GIVEN TEXT:

MARBLED garlic plants are tall, have wide curvaceous leaves and stout scapes that are ideal for grilling. Often dappled with dark purple, bulbs can get quite large and contain 5-7 squat tan to brown cloves with thick skins that are relatively easy to peel. A small percentage of Marbled will produce weak stems that become pliable enough to enable braiding. Marbleds store fairly well and tend to be quite pungent. Some of these have produced true seed. A pound of Marbled seed garlic will yield 35-40 cloves. Marbleds are $8 per ¼ lb; $14 per ½ lb; $20 per lb.
Bai Pi Suan: ❧ from the far west China province of Xinjiang, homeland of the Uyghur and Xibe peoples, comes this spicy, colorful strain. The Uyghur language is Turkic, like those of other Central Asian peoples with whom they are related linguistically and religiously. Until the mid 18th century, northern Xingjiang was populated by the Dzungar people. The Qing perpetrated genocide, exterminating nearly a million people, effectively clearing the lands for settlement by Han Chinese, Hui (Dungans), Xibe and expansion of Uyghurs. Han settlement expanded under Mao and has increasingly dominated the region. The Uyghurs have been shut out of employment opportunities, been religiously persecuted and find their language and culture eroded away and now hundreds of thousands are detained in newly “legalized” indoctrination/concentration camps. One thing both Uyghur, Hui and Xibe have in common with the Han Chinese is that garlic favors heavily in their cuisines and this fiery garlic may have been consumed by all over the last few thousand years. 2 lb. limit
Dunganski: ❧ Likely named for the Dungan or Hui people. The Hui are ethnic Chinese Muslims who now largely reside in Kyrgyzstan and Kazakhstan, having fled China subsequent to the Dungan Revolt in the mid 19th century. This turbulent period of Chinese history during the Qing dynasty is complicated but further sheds light on current events in Xinjiang. There are actually two cultivars in circulation with the name Dunganski: one is a Purple Stripe but this one is clearly Marbled. Its acquisition in Central Asia is attributed to John Swenson. The plants leaves are a little paler and more sprawling than other Marbleds and its raw flavor is complex, the heat building and subsiding in waves. While its yields vary a bit year to year, it is an outstanding, richly colored strain and has produced true seed. 2 lb. limit
Khabar: Acquired from the eastern Siberian city of Khabarovsk, this Marbled strain is the most consistently productive here year after year. Quite pungent, it starts hot, gets hotter, then lingers. Khabarovsk lies at the confluence of the Ussuri and Amur rivers and close to the border with China.

SOURCE INFORMATION:
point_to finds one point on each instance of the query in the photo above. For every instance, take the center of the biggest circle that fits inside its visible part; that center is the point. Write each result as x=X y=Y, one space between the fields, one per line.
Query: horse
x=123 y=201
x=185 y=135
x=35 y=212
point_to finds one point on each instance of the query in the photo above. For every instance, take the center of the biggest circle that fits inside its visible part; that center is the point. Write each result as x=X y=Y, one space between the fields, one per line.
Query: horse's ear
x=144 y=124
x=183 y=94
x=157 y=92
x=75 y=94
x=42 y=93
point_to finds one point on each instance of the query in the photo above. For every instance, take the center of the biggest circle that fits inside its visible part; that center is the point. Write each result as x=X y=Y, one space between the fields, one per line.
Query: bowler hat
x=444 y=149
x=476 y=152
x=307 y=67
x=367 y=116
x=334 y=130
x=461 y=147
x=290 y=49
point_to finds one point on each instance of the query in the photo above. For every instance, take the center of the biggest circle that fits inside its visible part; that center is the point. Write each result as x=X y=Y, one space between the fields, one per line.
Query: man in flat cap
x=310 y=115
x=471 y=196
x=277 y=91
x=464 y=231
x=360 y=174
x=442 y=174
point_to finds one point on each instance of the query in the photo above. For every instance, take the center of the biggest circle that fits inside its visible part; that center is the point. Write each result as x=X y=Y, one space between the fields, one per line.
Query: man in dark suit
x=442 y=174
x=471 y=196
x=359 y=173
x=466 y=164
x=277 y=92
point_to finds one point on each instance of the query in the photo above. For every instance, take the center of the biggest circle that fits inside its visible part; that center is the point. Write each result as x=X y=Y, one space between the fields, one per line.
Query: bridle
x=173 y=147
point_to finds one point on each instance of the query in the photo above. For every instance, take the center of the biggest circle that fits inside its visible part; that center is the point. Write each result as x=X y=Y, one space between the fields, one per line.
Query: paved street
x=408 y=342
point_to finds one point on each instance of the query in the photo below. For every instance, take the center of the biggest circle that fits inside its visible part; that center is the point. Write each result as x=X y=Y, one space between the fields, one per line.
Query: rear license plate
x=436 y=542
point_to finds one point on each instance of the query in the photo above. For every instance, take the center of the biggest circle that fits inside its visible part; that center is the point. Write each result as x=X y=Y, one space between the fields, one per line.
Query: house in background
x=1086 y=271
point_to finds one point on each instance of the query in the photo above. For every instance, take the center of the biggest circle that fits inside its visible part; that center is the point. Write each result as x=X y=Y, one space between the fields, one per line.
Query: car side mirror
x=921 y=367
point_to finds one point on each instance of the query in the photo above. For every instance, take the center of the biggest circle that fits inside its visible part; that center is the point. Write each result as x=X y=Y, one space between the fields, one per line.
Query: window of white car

WHAT YOU WILL DO:
Answer these from the Marbled garlic text:
1. How many cloves does a pound of Marbled seed garlic yield?
2. To whom is the acquisition of Dunganski in Central Asia attributed?
3. From which city was the Khabar strain acquired?

SOLUTION FOR THIS PROBLEM:
1. 35-40 cloves
2. John Swenson
3. Khabarovsk, in eastern Siberia